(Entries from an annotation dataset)
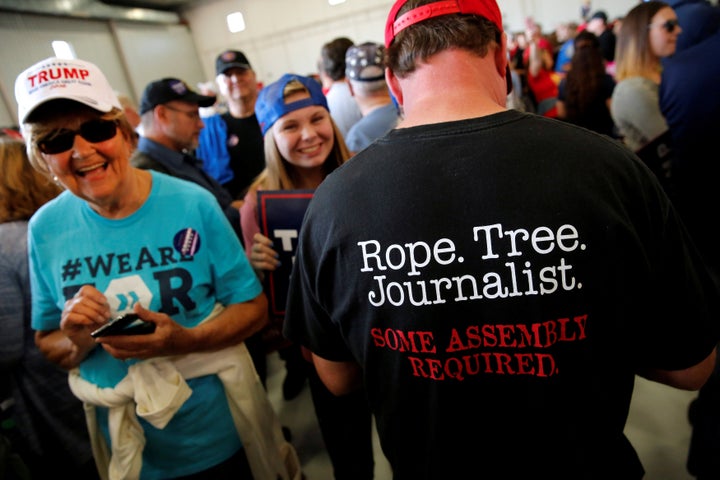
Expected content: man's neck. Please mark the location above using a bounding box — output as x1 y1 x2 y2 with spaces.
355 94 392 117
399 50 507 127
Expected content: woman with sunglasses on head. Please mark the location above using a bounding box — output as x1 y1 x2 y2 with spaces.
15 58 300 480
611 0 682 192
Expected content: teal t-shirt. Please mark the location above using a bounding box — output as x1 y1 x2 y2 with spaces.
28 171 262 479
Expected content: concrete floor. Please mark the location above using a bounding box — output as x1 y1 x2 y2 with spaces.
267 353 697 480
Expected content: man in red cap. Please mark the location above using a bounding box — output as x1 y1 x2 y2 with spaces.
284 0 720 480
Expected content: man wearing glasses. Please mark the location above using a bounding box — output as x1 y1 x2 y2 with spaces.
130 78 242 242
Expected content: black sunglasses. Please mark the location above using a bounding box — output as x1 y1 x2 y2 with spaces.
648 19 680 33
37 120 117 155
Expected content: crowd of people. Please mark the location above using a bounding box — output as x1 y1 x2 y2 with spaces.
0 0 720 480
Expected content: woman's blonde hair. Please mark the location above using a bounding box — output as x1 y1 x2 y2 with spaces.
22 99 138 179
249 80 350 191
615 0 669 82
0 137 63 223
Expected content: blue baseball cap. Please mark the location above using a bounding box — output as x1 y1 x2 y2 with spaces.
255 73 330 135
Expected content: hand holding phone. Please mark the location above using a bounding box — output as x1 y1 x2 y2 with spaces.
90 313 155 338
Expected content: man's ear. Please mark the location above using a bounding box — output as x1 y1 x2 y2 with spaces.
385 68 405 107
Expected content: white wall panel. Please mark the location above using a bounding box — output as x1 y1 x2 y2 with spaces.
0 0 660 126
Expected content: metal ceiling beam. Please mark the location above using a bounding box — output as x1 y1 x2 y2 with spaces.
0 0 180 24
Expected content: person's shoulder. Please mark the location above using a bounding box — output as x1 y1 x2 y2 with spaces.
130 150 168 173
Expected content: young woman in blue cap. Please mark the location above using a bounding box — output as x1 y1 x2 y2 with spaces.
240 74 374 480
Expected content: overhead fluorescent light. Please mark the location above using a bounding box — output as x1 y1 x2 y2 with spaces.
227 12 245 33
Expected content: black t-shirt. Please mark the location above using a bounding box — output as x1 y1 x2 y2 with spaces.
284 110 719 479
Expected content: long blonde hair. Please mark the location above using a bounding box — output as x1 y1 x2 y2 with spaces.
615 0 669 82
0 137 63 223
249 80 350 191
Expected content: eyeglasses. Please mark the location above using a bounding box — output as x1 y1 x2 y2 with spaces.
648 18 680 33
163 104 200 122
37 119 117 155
--
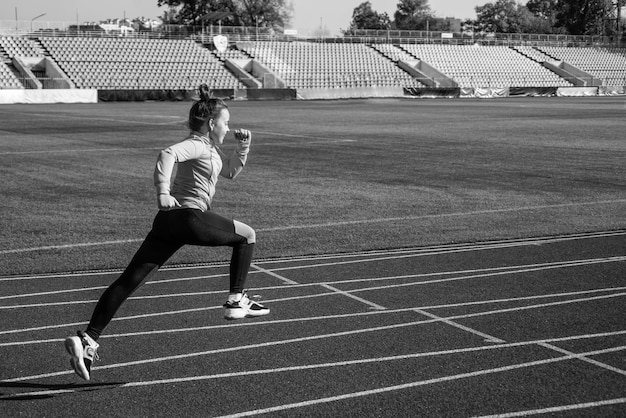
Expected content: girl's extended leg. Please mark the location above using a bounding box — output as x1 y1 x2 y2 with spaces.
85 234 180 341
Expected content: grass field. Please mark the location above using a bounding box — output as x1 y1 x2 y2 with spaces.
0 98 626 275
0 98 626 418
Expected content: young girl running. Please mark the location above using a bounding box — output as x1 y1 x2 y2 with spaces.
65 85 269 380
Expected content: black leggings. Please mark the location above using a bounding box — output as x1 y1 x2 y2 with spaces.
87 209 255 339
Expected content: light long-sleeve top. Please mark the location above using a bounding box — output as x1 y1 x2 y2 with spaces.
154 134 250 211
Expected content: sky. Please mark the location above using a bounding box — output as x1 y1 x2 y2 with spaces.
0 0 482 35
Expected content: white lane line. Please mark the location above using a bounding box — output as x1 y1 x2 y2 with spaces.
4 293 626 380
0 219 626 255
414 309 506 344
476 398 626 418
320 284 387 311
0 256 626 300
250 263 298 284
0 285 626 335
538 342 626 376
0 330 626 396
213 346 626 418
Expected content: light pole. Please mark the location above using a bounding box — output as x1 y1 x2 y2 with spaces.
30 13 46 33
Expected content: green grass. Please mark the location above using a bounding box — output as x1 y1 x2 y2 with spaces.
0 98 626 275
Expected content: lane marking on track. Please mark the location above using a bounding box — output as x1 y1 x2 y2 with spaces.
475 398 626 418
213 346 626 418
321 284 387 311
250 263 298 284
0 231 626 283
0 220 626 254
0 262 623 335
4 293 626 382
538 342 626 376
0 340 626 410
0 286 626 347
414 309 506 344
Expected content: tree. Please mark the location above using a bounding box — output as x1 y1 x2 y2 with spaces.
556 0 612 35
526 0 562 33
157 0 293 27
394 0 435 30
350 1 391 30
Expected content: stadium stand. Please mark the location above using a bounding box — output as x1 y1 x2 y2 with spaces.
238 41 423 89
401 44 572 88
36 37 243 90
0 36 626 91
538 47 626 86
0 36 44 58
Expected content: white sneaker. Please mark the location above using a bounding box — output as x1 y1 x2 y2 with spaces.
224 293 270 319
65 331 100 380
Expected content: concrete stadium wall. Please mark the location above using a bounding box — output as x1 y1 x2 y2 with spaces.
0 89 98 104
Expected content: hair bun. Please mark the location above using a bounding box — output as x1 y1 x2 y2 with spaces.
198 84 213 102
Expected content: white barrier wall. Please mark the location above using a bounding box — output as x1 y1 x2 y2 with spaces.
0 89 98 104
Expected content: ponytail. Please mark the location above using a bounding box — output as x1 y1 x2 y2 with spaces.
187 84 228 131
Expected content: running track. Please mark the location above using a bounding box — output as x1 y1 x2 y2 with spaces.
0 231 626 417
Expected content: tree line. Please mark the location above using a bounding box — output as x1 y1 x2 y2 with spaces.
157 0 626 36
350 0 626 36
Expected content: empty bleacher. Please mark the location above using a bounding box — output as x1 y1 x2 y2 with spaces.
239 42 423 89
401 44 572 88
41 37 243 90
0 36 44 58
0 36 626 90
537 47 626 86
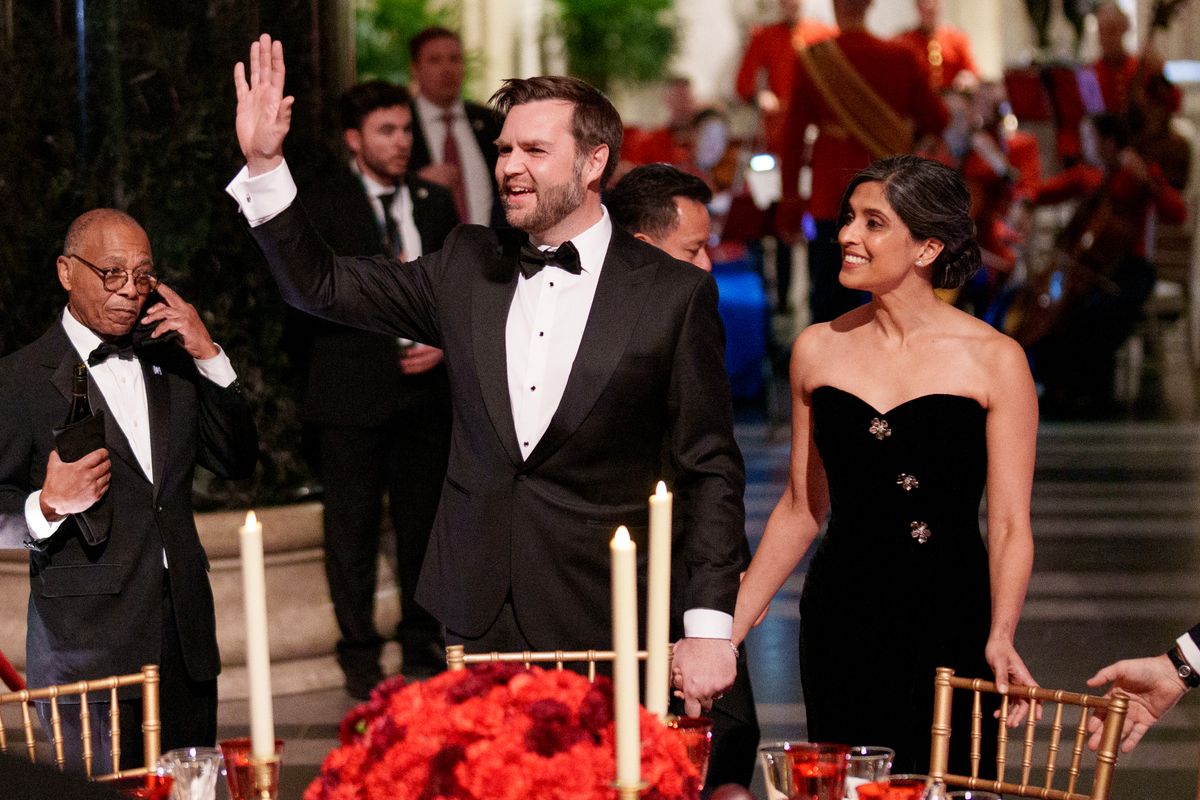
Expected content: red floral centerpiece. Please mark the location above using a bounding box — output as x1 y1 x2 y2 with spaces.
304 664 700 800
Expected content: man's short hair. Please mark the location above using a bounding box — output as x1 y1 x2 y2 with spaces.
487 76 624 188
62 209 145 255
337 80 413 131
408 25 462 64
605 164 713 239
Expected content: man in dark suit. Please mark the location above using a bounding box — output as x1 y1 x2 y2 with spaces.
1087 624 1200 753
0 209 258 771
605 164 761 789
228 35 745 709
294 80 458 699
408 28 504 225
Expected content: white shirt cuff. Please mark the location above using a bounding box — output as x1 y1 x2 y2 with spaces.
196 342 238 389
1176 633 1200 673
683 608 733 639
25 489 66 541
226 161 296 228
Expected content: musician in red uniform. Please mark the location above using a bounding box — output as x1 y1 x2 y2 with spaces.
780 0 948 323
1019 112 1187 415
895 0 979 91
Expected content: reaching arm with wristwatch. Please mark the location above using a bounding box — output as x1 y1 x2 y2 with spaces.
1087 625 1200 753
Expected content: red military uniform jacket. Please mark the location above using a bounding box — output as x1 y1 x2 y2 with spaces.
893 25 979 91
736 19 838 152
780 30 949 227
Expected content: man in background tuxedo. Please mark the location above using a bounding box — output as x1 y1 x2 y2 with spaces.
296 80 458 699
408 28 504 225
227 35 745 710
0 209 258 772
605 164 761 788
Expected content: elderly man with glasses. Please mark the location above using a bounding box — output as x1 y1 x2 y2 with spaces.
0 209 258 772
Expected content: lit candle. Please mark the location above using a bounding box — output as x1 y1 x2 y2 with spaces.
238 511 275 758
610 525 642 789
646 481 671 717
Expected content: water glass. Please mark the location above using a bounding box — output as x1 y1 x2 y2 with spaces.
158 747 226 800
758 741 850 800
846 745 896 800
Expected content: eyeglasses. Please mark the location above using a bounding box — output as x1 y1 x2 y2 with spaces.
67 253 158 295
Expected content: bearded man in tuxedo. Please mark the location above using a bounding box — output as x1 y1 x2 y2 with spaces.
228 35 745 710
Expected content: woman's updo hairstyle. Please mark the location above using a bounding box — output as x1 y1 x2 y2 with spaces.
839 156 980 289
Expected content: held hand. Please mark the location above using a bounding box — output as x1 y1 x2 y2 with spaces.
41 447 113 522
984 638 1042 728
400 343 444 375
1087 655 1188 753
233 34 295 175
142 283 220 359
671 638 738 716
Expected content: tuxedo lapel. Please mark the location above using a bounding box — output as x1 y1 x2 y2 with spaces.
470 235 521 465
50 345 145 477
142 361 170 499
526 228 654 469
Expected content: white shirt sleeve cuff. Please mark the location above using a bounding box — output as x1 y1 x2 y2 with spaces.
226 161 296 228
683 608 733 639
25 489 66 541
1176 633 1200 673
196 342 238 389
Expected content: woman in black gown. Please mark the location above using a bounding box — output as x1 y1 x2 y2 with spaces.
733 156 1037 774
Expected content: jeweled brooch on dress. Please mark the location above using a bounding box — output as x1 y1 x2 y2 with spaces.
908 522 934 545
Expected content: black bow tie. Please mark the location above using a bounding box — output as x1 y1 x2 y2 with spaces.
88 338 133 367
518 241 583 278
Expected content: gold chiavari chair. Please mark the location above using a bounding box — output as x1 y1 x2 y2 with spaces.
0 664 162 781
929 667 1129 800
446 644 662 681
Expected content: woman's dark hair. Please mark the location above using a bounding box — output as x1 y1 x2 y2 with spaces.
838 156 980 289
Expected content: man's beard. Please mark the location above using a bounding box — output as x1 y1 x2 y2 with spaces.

◆ Given exercise ◆
Convert the lines from the line with "Expected content: jeweled" up to and including the line with "Expected content: man's beard." into a Markdown table with columns Num and Content, leaving out blank lines.

◆ Complete answer ◆
| Num | Content |
|---|---|
| 1 | Expected content: jeweled brooch on dress. Please mark the location above using a bounding box — output as x1 y1 x2 y2 with spaces. |
| 2 | 908 522 934 545 |
| 3 | Expected content: black bow tie. Please mark the location above using a bounding box — output as x1 y1 x2 y2 with spaces. |
| 4 | 88 338 133 367 |
| 5 | 518 241 583 278 |
| 6 | Expected content: gold chiavari chair. Please mark the location above using a bounding box — output as x1 y1 x2 y2 with spaces. |
| 7 | 0 664 162 781 |
| 8 | 929 667 1129 800 |
| 9 | 446 644 662 681 |
| 10 | Expected content: woman's dark hair. Please mark the location above using a bounding box — output as x1 y1 x2 y2 with spaces. |
| 11 | 838 156 980 289 |
| 12 | Expected content: man's beard. Please mark the location above using a bounding box — output as x1 y1 x2 y2 with spaces. |